── Dataset records ──

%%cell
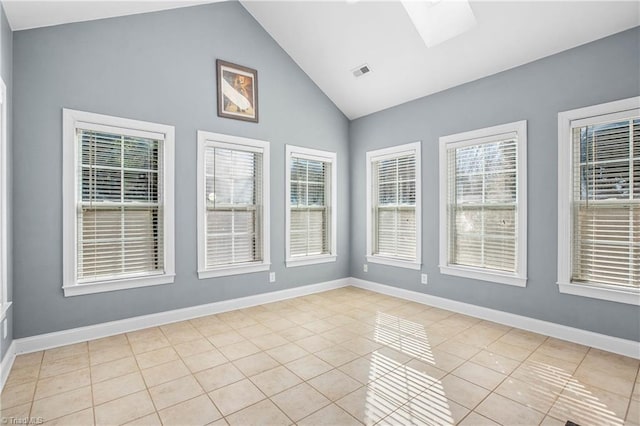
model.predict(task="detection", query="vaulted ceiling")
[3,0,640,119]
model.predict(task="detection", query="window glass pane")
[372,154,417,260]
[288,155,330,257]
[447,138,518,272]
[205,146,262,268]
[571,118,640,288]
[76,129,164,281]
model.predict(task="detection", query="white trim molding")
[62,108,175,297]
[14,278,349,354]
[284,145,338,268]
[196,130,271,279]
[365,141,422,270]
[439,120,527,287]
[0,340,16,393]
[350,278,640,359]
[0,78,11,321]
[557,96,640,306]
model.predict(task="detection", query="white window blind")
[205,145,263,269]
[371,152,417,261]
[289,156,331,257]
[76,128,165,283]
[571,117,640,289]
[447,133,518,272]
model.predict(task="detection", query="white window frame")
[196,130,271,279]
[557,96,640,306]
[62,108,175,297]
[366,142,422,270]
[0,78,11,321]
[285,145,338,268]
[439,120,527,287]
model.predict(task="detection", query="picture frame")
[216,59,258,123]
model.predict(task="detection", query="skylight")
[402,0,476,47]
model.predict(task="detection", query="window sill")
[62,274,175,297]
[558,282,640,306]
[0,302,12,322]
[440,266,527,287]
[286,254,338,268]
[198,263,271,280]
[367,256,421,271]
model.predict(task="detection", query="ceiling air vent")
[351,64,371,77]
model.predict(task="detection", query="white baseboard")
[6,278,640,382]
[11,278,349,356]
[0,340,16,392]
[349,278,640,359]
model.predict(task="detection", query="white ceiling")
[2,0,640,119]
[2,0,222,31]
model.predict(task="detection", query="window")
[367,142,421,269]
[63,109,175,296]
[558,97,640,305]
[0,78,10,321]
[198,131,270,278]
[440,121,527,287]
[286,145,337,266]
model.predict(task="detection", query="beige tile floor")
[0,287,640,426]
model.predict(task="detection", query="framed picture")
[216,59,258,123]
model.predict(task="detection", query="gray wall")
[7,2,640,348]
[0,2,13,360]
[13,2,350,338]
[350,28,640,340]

───
── Dataset records ──

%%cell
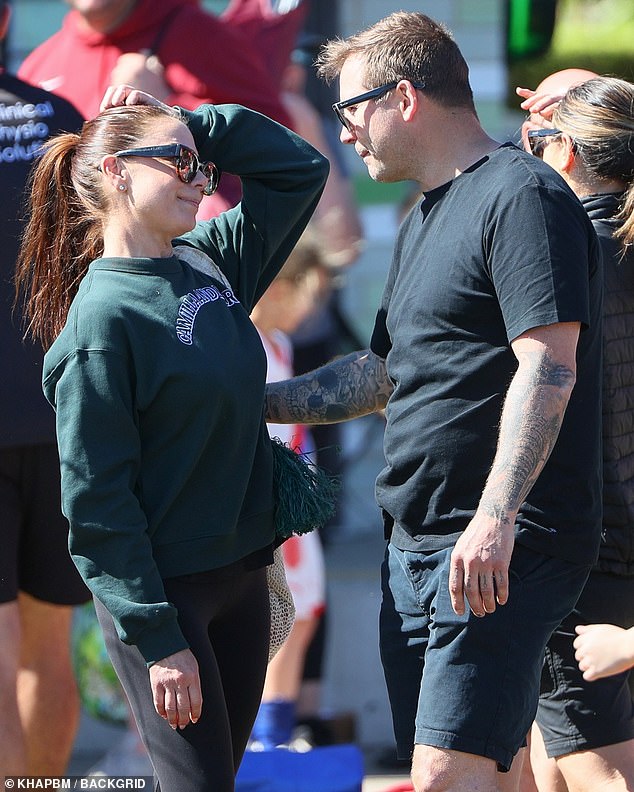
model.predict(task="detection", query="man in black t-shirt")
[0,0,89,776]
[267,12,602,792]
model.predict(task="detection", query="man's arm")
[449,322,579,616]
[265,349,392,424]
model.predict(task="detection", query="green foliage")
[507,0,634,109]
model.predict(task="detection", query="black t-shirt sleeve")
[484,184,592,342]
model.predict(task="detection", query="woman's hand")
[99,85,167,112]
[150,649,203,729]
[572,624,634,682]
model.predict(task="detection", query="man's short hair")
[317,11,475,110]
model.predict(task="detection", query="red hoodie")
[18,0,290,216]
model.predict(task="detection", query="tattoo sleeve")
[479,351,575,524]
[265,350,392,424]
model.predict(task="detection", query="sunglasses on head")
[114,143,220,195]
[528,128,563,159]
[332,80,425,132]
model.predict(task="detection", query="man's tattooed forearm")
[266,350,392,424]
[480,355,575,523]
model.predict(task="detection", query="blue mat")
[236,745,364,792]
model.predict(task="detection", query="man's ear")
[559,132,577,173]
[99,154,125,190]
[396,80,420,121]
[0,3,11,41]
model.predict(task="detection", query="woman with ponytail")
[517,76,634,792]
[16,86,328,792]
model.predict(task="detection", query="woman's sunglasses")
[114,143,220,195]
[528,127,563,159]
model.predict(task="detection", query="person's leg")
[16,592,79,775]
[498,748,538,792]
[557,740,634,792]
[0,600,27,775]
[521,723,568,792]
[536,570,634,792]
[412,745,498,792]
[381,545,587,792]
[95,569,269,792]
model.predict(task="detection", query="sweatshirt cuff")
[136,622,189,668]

───

▸ What the exercise asks: Which lines in the material above contain the word "sunglasses"? Copy each of those lines in full.

▸ Exercise result:
model.predict(task="detection", query="sunglasses on head")
model.predict(task="detection", query="woman's sunglasses")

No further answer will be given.